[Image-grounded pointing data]
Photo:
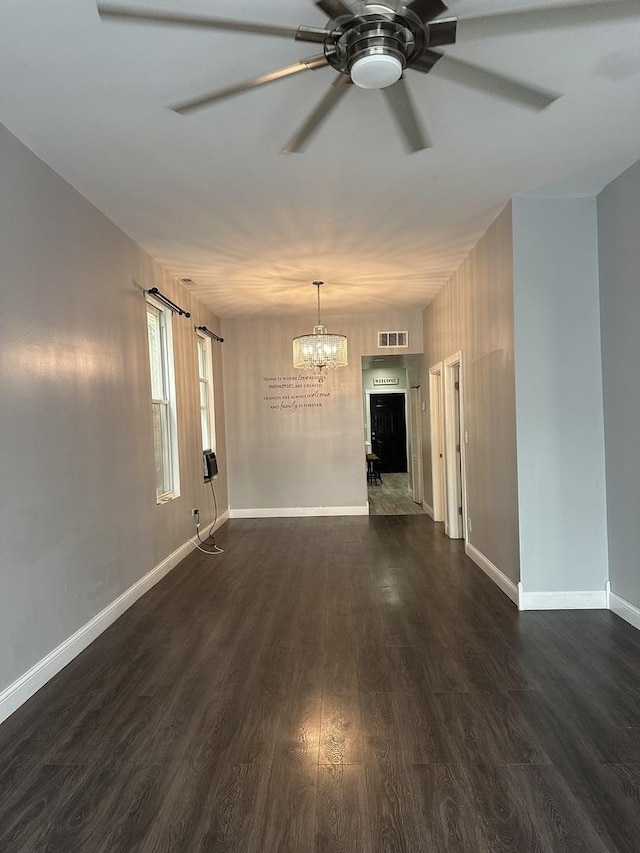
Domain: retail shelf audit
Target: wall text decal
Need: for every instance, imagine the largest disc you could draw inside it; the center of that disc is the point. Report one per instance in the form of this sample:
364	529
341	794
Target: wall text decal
295	393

* INSTRUCTIONS FOR THE TASK:
The line containing "Need: for every" opens the range, and the last line of the entries closes it; copy that range exactly.

* EXERCISE OUTPUT:
Need: for every instance, imagine the largest disc you could draw inside it; the center of that disc is the point. Report one per instance in the form of this sample:
364	529
341	794
Target: wall text decal
295	393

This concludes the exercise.